Edit the gardening text, starting with "Blackberry and loganberry" and going on through "their permanent positions.", so that "cut" takes the place of "severed".

§ SELECTION
┄┄┄┄┄┄┄┄┄┄

Nuts, including hazel, cobnuts and filberts, should be gathered as soon as they are sufficiently ripe with the husks turning brown; squirrels, birds and mice are very partial to these delicacies and may beat you to them. The nuts, which should be sound and whole, are then best spread out to dry before storing for use through the winter.

Blackberry and loganberry tips which were pegged down earlier should be watered if necessary; See if more fine soil around the new roots is required. Those well rooted may be severed and moved to their permanent positions.


Few amateur gardeners reserve their greenhouses solely for vegetable and fruit crops. In autumn, winter and early spring the house has to be shared with flowers and pot plants, which are now being moved into position. But whatever use you make of it, the chief problem during the coming months will be maintaining an adequate temperature. The usual minimum target temperature for a cool house is 7°C (45°F) in winter, for a warm house 16°C (60°F). Glass is preferable to plastic for the fabric of the greenhouse, but an inner layer of transparent polythene may now be tacked into position. This produces, in effect, the advantages of double-glazing and can raise the temperature by about 4°°C (10°F). But once the polythene has been inserted, pay special attention to temperature on warm, sunny days. It can rise too high, so ventilate thoroughly.

┄┄┄┄┄┄┄┄┄┄

§ DATA SECTION
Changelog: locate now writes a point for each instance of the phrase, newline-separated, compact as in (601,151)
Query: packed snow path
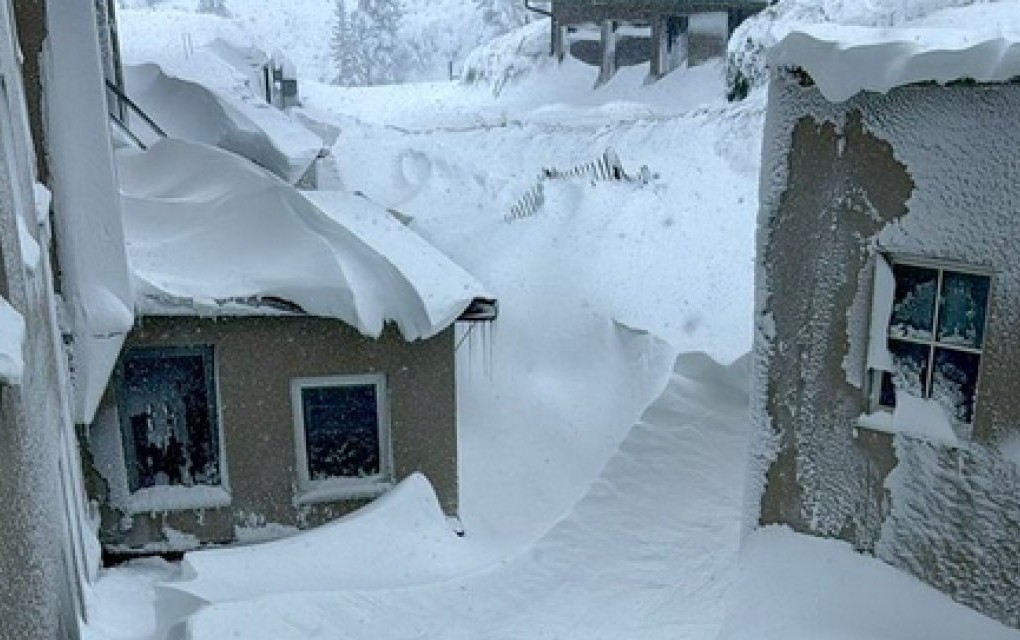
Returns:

┄┄┄┄┄┄┄┄┄┄

§ SOLUTION
Blackberry and loganberry tips which were pegged down earlier should be watered if necessary; See if more fine soil around the new roots is required. Those well rooted may be cut and moved to their permanent positions.